▶ _RECORD SET_:
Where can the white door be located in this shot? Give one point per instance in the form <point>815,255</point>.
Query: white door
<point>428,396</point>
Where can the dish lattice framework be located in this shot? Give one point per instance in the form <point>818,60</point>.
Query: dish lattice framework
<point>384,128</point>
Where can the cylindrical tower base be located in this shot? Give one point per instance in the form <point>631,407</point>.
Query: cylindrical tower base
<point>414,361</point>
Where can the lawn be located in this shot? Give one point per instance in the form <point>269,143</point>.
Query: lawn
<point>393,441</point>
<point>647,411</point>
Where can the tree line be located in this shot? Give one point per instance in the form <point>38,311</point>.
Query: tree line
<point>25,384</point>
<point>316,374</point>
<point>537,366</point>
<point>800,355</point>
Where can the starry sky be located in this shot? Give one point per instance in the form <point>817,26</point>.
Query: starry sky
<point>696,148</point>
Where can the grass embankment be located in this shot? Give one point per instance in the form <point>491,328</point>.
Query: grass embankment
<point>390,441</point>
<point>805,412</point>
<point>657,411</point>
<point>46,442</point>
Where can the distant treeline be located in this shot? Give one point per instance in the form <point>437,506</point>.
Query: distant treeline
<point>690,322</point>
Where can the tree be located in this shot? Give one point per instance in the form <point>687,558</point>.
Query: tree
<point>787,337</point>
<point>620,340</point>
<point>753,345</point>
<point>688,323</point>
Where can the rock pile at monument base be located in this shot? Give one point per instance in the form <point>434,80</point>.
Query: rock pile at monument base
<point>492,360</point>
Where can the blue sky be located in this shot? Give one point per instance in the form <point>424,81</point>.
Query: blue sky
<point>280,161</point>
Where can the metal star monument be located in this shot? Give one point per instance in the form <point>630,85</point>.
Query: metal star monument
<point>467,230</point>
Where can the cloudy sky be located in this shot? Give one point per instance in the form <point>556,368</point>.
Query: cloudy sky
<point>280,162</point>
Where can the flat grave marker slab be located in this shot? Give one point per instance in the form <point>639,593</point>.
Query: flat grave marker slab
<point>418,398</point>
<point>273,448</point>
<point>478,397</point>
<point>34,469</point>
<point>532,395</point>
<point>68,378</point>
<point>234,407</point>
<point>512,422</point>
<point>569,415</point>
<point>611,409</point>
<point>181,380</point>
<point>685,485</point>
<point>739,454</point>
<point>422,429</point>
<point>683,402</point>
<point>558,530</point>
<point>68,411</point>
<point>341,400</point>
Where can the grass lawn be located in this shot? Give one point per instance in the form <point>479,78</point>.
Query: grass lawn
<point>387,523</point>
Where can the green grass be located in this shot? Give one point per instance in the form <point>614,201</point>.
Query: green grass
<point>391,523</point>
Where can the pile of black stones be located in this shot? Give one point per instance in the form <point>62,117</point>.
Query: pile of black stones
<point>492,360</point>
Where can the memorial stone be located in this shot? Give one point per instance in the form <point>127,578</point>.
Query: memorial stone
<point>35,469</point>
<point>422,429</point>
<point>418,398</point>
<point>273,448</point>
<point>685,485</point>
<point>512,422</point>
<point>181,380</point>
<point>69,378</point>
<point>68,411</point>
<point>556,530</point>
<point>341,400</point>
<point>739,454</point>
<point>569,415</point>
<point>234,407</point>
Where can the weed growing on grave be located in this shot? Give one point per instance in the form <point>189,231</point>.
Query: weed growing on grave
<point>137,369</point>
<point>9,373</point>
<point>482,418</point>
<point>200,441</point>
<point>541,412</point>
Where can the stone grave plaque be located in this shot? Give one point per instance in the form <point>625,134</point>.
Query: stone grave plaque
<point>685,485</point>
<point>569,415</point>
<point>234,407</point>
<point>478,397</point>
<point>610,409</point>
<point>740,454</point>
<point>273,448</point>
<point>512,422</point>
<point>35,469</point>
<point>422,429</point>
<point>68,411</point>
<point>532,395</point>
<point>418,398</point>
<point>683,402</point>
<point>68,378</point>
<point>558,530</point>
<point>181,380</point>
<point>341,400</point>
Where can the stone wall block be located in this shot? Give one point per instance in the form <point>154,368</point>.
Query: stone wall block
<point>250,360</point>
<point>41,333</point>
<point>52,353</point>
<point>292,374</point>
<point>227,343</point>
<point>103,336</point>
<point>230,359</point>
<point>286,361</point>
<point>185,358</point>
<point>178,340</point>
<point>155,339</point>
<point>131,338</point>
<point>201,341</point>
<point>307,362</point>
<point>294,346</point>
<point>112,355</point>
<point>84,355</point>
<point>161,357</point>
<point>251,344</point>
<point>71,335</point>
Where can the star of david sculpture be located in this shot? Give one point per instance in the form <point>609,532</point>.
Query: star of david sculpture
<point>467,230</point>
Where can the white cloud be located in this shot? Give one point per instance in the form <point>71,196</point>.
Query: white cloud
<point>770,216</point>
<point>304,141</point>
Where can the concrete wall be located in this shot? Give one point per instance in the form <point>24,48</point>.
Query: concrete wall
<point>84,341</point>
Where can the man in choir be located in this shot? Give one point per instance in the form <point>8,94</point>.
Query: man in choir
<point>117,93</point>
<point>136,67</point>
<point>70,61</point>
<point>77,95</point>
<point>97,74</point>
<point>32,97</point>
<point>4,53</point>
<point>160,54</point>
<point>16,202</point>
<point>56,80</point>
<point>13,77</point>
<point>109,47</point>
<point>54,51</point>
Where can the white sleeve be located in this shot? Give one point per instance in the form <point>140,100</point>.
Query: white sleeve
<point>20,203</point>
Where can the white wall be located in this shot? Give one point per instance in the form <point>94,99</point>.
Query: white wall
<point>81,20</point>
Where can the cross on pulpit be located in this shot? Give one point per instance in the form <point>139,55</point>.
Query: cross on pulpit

▶ _THE TASK_:
Retype word for word everything in the listing above from the line that holds "Query: concrete wall" down to the line that holds "Where can the man". Keep both end lines and leave out the rest.

▶ _EXPECTED ANSWER_:
Query: concrete wall
<point>84,341</point>
Where can the man in choir be located in this shot? Give one point per instance in the form <point>8,94</point>.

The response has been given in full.